There was a huge national fear

that anthrax was gonna spread
across the country,

and there's a particular fear

that you could contract anthrax

through employees
of the National Enquirer.

Within a week,
we ran a page-one story,

"Bio-Terrorism Attack,"
that this had occurred to us.

Why would
they attack American Media?

Why would they attack...
attack the National Enquirer?

Well, it's quite simple.
It's a piece of Americana.

It's a populist,
patriotic American magazine,

and that's what I believe
is why we were attacked.

Do you fear, though,
a tremendous loss of business?

Yes, Larry, I... I... I do.

The World Trade Center
was attacked.

The Pentagon was attacked,

and American Media was attacked.

You, American Media,

publisher
of these many tabloids,

- were targeted.
- I think so, yes.

And does the Bureau think that?

Have the police thought that,
or this a David Pecker thought?

This is a David Pecker thought.

I feel that we had
a bioterrorism attack here.

Management decided that we need
to be more "patriotic."

That was the word was used.

And to support the war effort
that was coming,

you know, we needed to show
that we were strong.

People love
to have patriotic stories

on the front,

and I think that they had
found another nerve

that they were hitting
on the readership

by doing
these post 9/11 stories.

We must have put
out probably five

special commemorative editions

that were slicker
and glossier...

'cause remember, at our bones,
we're patriotic.

▸ Given information:

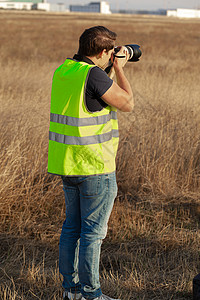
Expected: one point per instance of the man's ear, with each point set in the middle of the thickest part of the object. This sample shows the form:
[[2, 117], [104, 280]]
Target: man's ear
[[101, 54]]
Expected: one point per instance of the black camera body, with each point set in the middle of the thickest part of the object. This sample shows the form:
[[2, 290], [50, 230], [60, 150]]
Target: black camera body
[[134, 54]]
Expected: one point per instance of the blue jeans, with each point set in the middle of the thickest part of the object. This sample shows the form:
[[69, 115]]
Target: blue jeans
[[89, 201]]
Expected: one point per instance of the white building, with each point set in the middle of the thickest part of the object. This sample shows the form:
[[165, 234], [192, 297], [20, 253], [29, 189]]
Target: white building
[[16, 5], [102, 7], [33, 5], [184, 13]]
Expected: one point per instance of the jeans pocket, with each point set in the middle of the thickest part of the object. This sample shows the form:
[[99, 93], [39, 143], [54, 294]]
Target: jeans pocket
[[91, 185]]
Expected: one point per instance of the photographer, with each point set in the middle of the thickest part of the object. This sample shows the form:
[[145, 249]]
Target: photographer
[[83, 141]]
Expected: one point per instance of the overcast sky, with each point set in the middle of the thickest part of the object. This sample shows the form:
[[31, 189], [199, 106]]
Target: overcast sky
[[141, 4]]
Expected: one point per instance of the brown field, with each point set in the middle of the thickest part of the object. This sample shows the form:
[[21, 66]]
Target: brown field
[[152, 247]]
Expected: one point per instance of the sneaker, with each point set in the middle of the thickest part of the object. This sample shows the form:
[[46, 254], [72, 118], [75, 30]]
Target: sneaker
[[102, 297], [71, 296]]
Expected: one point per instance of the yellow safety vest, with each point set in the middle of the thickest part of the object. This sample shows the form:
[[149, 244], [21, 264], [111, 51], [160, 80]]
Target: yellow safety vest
[[80, 142]]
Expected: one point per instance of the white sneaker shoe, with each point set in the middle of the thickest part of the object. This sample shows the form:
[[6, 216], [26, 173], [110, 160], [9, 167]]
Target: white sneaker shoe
[[102, 297], [71, 296]]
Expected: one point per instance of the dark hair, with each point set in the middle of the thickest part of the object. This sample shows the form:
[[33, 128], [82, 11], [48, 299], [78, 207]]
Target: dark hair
[[95, 39]]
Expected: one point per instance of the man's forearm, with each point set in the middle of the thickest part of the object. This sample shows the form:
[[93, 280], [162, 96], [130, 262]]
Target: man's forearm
[[124, 84]]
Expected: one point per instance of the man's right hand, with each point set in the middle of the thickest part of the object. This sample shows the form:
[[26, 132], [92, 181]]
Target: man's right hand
[[119, 62]]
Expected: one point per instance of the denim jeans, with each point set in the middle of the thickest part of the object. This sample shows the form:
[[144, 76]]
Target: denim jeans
[[89, 201]]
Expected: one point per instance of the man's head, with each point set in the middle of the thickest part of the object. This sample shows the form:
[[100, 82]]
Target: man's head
[[96, 39]]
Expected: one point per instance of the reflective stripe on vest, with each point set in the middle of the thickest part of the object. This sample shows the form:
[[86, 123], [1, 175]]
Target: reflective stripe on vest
[[66, 120], [85, 140]]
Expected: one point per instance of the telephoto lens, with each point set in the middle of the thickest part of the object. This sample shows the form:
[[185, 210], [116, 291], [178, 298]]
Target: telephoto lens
[[134, 52]]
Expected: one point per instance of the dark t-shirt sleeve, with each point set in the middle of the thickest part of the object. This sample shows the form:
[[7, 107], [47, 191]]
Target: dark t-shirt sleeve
[[97, 84]]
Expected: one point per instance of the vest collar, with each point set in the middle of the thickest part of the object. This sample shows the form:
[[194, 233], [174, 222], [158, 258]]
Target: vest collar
[[83, 58]]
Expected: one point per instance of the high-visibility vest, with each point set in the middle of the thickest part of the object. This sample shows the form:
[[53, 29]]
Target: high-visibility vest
[[80, 142]]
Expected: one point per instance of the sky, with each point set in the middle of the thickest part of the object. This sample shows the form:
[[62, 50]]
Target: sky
[[141, 4]]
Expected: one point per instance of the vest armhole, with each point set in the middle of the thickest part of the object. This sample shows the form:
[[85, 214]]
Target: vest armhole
[[85, 86]]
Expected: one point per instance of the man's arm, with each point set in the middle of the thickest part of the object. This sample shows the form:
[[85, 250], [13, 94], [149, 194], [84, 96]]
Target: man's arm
[[120, 94]]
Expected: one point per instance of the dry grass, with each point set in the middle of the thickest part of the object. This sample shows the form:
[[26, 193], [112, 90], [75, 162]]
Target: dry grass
[[152, 248]]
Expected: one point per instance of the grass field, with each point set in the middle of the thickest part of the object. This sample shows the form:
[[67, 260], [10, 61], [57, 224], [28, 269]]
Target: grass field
[[152, 247]]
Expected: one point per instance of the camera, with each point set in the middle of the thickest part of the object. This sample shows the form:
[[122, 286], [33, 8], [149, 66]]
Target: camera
[[133, 50], [134, 54]]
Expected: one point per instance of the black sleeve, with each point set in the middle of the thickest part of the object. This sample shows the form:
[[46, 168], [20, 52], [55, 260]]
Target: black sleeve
[[98, 83]]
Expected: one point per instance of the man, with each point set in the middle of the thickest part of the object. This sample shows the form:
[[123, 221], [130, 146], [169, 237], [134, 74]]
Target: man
[[83, 142]]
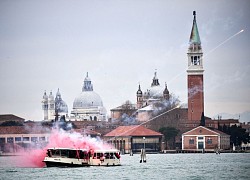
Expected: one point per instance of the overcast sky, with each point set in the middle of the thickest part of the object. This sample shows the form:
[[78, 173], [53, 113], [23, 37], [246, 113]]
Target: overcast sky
[[50, 44]]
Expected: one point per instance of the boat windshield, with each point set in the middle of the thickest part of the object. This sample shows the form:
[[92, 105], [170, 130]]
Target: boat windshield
[[68, 153], [106, 155]]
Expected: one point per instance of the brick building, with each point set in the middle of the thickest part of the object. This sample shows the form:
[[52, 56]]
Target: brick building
[[201, 138], [134, 138]]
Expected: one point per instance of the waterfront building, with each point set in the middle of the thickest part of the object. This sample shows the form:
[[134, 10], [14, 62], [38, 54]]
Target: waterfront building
[[88, 104], [203, 138], [54, 108], [129, 139], [10, 117], [15, 138]]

▸ Instruction: Print the passage of the anthrax transcript word for word, starting at "- I think so, yes." and ending at "bioterrorism attack here.".

▸ Written answer:
- I think so, yes.

And does the Bureau think that?

Have the police thought that,
or this a David Pecker thought?

This is a David Pecker thought.

I feel that we had
a bioterrorism attack here.